Set exercise
Locate each line in the material below that contains the string "above", with case counting, and copy every such line in full.

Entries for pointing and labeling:

################

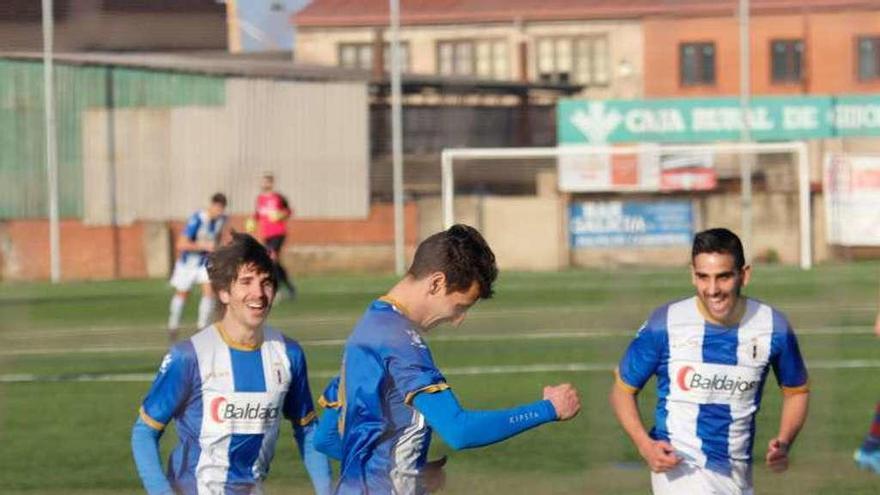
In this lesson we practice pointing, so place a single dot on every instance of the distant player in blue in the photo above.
(711, 354)
(868, 455)
(228, 388)
(200, 236)
(391, 393)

################

Complete output
In this lesson we practice pointing, so place a single dot on every instance of the distant player in blue in the photo above.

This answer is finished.